DOCUMENT EXCERPT ▸
--------------------
So do you think child-rape is intrinsically wrong, Steve?  Or do you call child-rape good because the doctrine of divine command theory requires to you automatically label as good anything God causes to happen?  Let's do this by syllogism;

Premise One - consistent Calvinism says God is always responsible for causing men to rape children
Premise Two - All of God's acts are righteous.
Conclusion - God is righteous in causing men to rape children

We have to wonder:  Does Steve think God ever punishes people for doing what God wanted them to to?

Notice how the Calvinist God must think:

"I'm going to make babysitter Bill rape that 4 year old girl to death.  Then I'm going to cause him to have a strong feeling of personal guilt over it, and to conclude in his mind that he is inexcusably culpable and guilty, and I will further cause him to think, contrary to the biblical truth of my infallible predestining decree for all human choices, that his refraining from doing that crime was always just as legitimate and real of a possibility as was his ultimate choice to commit it."
--------------------
ACTIVITY LIST ▸
1: In the Calvinism excerpt, which doctrine does the writer say would require Steve to label as good anything God causes to happen?
2: Please say whether each statement agrees with the Calvinism excerpt, answering yes or no and quoting the words that decide it: (a) The writer sets out the argument as a syllogism. (b) Premise Two says that some of God's acts are unrighteous. (c) The writer tells the reader to notice how the Calvinist God must think.
3: Translate this sentence from the Calvinism excerpt into Spanish: "All of God's acts are righteous."

DATA EXCERPTS ▸
--------------------
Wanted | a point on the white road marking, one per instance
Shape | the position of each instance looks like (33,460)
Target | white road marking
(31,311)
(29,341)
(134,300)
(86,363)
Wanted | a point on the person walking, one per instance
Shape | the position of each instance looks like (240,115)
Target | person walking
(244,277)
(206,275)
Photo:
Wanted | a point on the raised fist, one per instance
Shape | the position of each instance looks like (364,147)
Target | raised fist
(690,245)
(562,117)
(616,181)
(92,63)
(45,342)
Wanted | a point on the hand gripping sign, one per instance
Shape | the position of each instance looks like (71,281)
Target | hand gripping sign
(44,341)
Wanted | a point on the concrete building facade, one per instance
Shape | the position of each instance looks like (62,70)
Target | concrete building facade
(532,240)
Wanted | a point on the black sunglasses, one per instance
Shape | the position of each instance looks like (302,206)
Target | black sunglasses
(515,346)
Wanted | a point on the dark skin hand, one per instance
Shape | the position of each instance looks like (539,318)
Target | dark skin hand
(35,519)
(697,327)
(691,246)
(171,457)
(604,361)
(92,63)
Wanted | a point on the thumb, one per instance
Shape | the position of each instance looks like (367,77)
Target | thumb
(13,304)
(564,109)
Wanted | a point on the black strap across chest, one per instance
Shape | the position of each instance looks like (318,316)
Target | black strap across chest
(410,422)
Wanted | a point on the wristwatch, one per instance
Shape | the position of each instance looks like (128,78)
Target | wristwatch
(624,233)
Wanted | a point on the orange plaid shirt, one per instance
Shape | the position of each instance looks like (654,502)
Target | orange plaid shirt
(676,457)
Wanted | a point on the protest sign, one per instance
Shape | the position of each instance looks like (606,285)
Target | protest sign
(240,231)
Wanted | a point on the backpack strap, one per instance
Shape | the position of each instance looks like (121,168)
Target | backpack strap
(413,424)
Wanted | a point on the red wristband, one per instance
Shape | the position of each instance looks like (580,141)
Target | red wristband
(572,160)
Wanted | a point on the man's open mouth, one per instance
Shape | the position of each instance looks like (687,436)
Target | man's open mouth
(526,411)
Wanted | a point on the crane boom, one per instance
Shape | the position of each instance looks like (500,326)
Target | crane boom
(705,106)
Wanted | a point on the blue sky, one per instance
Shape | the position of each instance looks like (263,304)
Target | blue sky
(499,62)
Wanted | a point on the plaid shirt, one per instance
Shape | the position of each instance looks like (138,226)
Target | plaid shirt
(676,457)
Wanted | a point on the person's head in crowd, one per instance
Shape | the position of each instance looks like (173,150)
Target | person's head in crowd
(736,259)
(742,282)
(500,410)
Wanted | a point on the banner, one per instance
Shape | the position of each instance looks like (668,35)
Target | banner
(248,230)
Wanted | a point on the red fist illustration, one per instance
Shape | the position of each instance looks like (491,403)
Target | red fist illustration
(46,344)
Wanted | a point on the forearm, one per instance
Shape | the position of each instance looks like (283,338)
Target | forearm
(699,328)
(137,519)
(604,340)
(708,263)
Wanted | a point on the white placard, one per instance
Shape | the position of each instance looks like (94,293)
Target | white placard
--------------------
PER-TASK OUTPUTS ▸
1: Divine command theory.

2:
(a) Yes: "Let's do this by syllogism"
(b) No: "All of God's acts are righteous."
(c) Yes: "Notice how the Calvinist God must think"

3: Todos los actos de Dios son justos.